### [WORK TO COMPLETE]
Copy the text on Slovenia's renewable energy transfer from "In addition, one" up to and including "wind power plants.", changing "bilateral agreement" to "joint project".

### [SELECTED EXTRACT]
────────────────────────────────────────
Slovenia has failed to meet its national goal for renewable energy’s share in gross final consumption, so it used the European Union’s statistical transfer mechanism to make up for the missing part. It was the condition to retain access to the Cohesion Fund in the period 2021-2027, the Ministry of Infrastructure said.

Finland, Estonia, Slovakia and Croatia also responded to the call and sent bids

The country reached 24.6% last year compared to the 25% target. After sending requests to other member states, it received bids from Finland, Estonia, Slovakia, Czechia and Croatia. The Czech Republic’s offer was the most favorable, so the government in Ljubljana selected it for a statistical transfer of 208 GWh, at EUR 9.8 per MWh, translating to EUR 2.04 million in total.

The agreement was signed by Minister of Infrastructure Bojan Kumer and Chech Minister of Industry and Trade Jozef Síkela during the latest meeting of the Council of the European Union. Slovenia’s power market operator Borzen is the cosignatory, as it is tasked with conducting the payment using its funds for renewable energy incentives.

EU member states that miss a green energy target for a calendar year have to secure a statistical transfer within 12 months

The EU platform for statistical transfers is a tool for cooperation in the efforts to achieve collective goals in the green energy sphere. According to the regulation, a government that needs such a deal has 12 months to bring it into force for the previous calendar year.

In addition, one member country can invest in renewable energy production in another EU state through a bilateral agreement and attribute the output to itself. For instance, Scandinavian countries can utilize the option an invest in solar power in southern countries while landlocked countries are able to allocate funds for offshore wind power plants.
────────────────────────────────────────
### [PROVIDED DATA]
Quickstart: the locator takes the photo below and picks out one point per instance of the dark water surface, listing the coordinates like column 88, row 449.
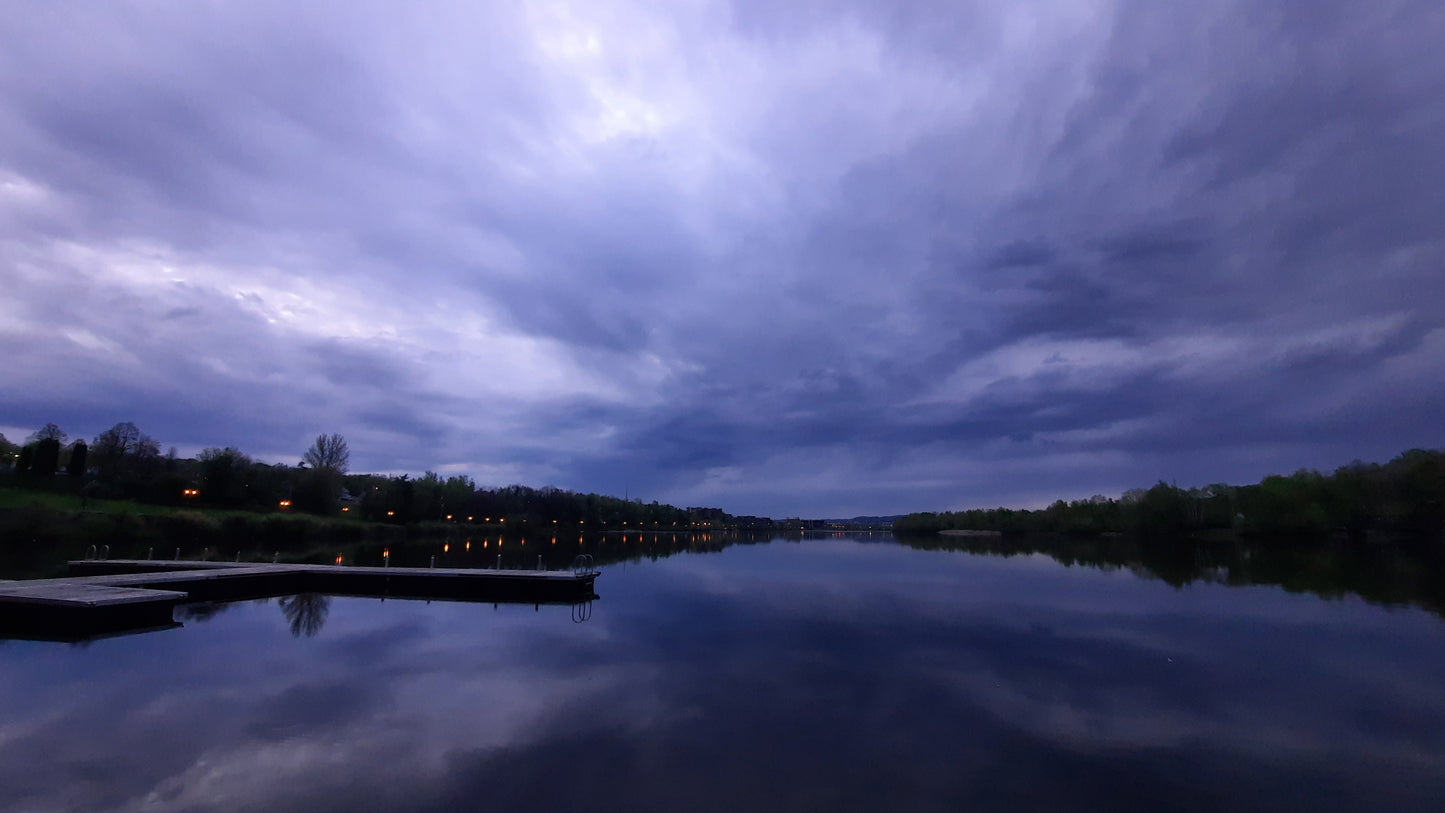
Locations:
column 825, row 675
────────────────────────────────────────
### [SOLUTION]
In addition, one member country can invest in renewable energy production in another EU state through a joint project and attribute the output to itself. For instance, Scandinavian countries can utilize the option an invest in solar power in southern countries while landlocked countries are able to allocate funds for offshore wind power plants.